* _AIM OF THE TASK_:
Present every one of the following items as a numbered list, omitting any blank lines.

* _MATERIAL SUPPLIED_:
★ ★ ★ ★

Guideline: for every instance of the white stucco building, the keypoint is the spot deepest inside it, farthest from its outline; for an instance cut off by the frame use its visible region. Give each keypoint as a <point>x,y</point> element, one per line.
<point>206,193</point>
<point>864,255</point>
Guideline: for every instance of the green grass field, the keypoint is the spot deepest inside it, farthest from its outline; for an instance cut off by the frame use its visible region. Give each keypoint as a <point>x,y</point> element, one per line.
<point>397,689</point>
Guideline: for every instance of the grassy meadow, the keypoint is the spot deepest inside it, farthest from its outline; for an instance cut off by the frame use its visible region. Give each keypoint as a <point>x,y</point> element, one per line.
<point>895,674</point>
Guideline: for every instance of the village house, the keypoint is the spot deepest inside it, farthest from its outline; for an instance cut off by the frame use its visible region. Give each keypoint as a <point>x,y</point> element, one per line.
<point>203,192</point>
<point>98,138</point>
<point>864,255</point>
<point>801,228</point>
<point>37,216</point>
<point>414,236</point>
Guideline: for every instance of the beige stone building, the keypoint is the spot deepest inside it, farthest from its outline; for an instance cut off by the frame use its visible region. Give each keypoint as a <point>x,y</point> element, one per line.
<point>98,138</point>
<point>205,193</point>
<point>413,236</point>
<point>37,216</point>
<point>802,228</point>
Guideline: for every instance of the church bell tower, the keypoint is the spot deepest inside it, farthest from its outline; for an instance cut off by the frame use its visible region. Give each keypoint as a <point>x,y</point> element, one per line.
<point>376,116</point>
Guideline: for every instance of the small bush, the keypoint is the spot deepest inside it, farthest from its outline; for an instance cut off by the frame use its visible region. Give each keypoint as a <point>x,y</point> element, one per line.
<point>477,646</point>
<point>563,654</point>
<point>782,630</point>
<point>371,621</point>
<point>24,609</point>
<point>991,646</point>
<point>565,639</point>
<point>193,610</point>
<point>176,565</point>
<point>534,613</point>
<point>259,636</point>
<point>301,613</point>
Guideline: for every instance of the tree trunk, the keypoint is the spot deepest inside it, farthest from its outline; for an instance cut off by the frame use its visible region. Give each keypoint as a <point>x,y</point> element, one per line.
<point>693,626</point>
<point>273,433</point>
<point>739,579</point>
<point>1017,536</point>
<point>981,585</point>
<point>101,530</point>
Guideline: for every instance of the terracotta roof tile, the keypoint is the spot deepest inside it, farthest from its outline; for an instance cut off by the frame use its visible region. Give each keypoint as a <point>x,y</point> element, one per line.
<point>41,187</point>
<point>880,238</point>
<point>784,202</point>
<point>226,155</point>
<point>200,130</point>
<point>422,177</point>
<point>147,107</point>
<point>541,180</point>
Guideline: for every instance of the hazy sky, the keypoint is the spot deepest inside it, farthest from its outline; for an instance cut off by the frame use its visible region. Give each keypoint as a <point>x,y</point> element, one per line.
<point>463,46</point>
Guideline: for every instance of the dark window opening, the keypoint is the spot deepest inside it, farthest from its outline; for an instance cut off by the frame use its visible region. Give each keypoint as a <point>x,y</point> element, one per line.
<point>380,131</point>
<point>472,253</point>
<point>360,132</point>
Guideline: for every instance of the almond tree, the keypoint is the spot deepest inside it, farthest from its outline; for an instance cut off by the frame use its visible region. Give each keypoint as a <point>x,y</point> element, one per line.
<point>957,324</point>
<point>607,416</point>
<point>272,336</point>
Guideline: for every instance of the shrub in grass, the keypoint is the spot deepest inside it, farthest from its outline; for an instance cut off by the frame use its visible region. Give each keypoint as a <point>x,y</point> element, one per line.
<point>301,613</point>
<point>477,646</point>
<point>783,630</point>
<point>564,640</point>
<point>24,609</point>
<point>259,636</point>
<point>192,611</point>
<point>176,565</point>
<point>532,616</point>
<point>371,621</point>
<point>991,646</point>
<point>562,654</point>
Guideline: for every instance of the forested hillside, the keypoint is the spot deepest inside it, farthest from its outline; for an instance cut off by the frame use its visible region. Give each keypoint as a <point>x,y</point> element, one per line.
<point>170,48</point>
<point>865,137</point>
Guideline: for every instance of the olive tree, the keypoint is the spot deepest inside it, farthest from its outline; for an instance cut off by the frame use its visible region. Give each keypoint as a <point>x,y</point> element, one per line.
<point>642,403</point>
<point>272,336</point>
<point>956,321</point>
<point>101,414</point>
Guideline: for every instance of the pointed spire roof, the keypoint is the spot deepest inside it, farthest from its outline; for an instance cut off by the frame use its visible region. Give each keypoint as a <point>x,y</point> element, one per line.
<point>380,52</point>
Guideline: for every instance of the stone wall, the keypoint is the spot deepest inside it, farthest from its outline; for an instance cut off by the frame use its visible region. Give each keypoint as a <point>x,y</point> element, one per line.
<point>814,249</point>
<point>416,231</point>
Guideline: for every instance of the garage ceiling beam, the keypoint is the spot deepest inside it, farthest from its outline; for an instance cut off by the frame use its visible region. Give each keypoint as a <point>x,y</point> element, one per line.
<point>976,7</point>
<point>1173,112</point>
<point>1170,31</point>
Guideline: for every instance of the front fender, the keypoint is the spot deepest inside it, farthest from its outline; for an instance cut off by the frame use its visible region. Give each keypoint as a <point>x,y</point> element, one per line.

★ ★ ★ ★

* _EXERCISE SOLUTION_:
1. Guideline: for every instance of the white stucco building, the keypoint is the spot deepest inside it, farthest from its outline; for an instance cut off by the frame use its visible region. Give each keypoint as a <point>x,y</point> element, one per line.
2. <point>206,193</point>
3. <point>864,255</point>
4. Guideline: for every instance of the green grass field, the keypoint is the spot deepest inside it, farthest from its outline; for an instance cut off by the frame use its visible region. Give each keypoint as a <point>x,y</point> element, one per line.
5. <point>397,689</point>
6. Guideline: for every instance of the grassy meadow, the keypoint is the spot deepest inside it, farthest from its outline; for an instance cut off by the frame use its visible region. Give each keypoint as a <point>x,y</point> element, one per line.
7. <point>895,674</point>
8. Guideline: for every instance of the village house, the keypoint is the spot deepest inside it, farthest from its outline; for an instance cut off by the frame use its visible region. Give each keypoint as a <point>x,y</point> element, one per line.
9. <point>203,192</point>
10. <point>98,138</point>
11. <point>864,255</point>
12. <point>801,228</point>
13. <point>37,216</point>
14. <point>414,236</point>
15. Guideline: for every instance of the beige stone building, the keypoint is the spot deepest inside it, farthest from its outline; for an instance cut off by the frame use its visible region. Give each keypoint as a <point>x,y</point> element, one per line.
16. <point>98,138</point>
17. <point>205,193</point>
18. <point>413,236</point>
19. <point>37,216</point>
20. <point>802,228</point>
21. Guideline: for every instance of the church bell tower, the keypoint is the spot deepest inside it, farthest from its outline; for an instance cut off by the frame use its visible region. Give each keypoint as a <point>x,y</point> element, one per line.
22. <point>376,116</point>
23. Guideline: for every instance of the small bush, the keypoint is the spot deepest inside it, farthest from its outline; for an instance cut off by the frame use its visible region. Give each keypoint as a <point>x,y</point> element, one per line.
24. <point>477,646</point>
25. <point>563,654</point>
26. <point>782,630</point>
27. <point>371,621</point>
28. <point>24,609</point>
29. <point>991,646</point>
30. <point>565,639</point>
31. <point>193,610</point>
32. <point>176,565</point>
33. <point>534,613</point>
34. <point>259,636</point>
35. <point>301,613</point>
36. Guideline: for every instance of the tree trunk, the keypoint is the spot deepest inside it, farthest from its outline; for an instance cut off by the frame use its visible region. Give each keypoint as a <point>x,y</point> element, one per line.
37. <point>693,626</point>
38. <point>273,433</point>
39. <point>739,579</point>
40. <point>1017,536</point>
41. <point>981,585</point>
42. <point>101,530</point>
43. Guideline: for every instance of the terracotta roof tile, the keypoint is the spot deepest inside it, farthest from its outline; for an instance cut off by the frame use its visible region. Give each keypoint as a <point>x,y</point> element, one per line.
44. <point>41,187</point>
45. <point>880,238</point>
46. <point>784,202</point>
47. <point>226,155</point>
48. <point>200,130</point>
49. <point>422,177</point>
50. <point>147,107</point>
51. <point>541,180</point>
52. Guideline: for every instance of the hazy sky, the keypoint is the spot deepest inside it, farthest from its outline; for an instance cut off by the frame use its visible region. Give each keypoint as a <point>x,y</point> element, one per line.
53. <point>463,46</point>
54. Guideline: for every instance of the dark window opening, the keypoint is the spot deepest inside it, farthest from its outline; for an instance cut off by the frame use its visible region. Give each keypoint as a <point>x,y</point> element, one per line.
55. <point>380,131</point>
56. <point>472,253</point>
57. <point>360,132</point>
58. Guideline: for every instance of the almond tree, the keypoint is the spot deepest inside it, farthest from its outline; for an instance cut off by the frame use its visible region. Give each keypoint as a <point>x,y</point> element, one per line.
59. <point>957,324</point>
60. <point>607,416</point>
61. <point>272,336</point>
62. Guideline: for every instance of the shrub in grass, the keypoint is the spot deepest inside it, farthest from its outline; for an instance cut off by the frame use its visible region. Give each keypoint as a <point>x,y</point> element, one per line.
63. <point>301,613</point>
64. <point>477,646</point>
65. <point>783,630</point>
66. <point>564,640</point>
67. <point>24,609</point>
68. <point>259,636</point>
69. <point>192,611</point>
70. <point>176,565</point>
71. <point>532,616</point>
72. <point>371,621</point>
73. <point>991,646</point>
74. <point>562,654</point>
75. Guideline: for every instance of the forested hillside, the keypoint is the spot deepest inside it, farthest from its outline; for an instance cut off by the frame use its visible region. Give each keypoint as a <point>x,y</point> element, one per line.
76. <point>170,48</point>
77. <point>865,137</point>
78. Guideline: for every instance of the olive tree, the keypoint is the spot deepest inside it, farthest from its outline; for an instance cut off by the frame use its visible region. Give each keypoint as a <point>x,y</point> element, one per line.
79. <point>642,403</point>
80. <point>272,336</point>
81. <point>956,321</point>
82. <point>101,414</point>
83. Guideline: for every instance of the pointed spire roof, the keypoint is the spot deepest inside it, farthest from its outline; for an instance cut off by the frame use its visible region. Give each keypoint as a <point>x,y</point> element, one per line.
84. <point>380,52</point>
85. Guideline: for every instance of the stone wall, the keypoint is the spot deepest inside it, farthest from its outline; for an instance cut off by the frame use its visible region. Give each keypoint as a <point>x,y</point> element, one per line.
86. <point>814,249</point>
87. <point>416,231</point>
88. Guideline: for every instance of the garage ceiling beam, the keypoint is the spot deepest inside it, farthest from its outline; for an instance cut off by the frame use its visible region. Give each keypoint as a <point>x,y</point> element, one per line.
89. <point>976,7</point>
90. <point>1173,112</point>
91. <point>1170,31</point>
92. Guideline: for every instance of the front fender, the keypoint is the spot deepest inside it, farthest from its outline; for an instance cut off by the frame use its visible region. Give each keypoint as a <point>x,y</point> element, one per line.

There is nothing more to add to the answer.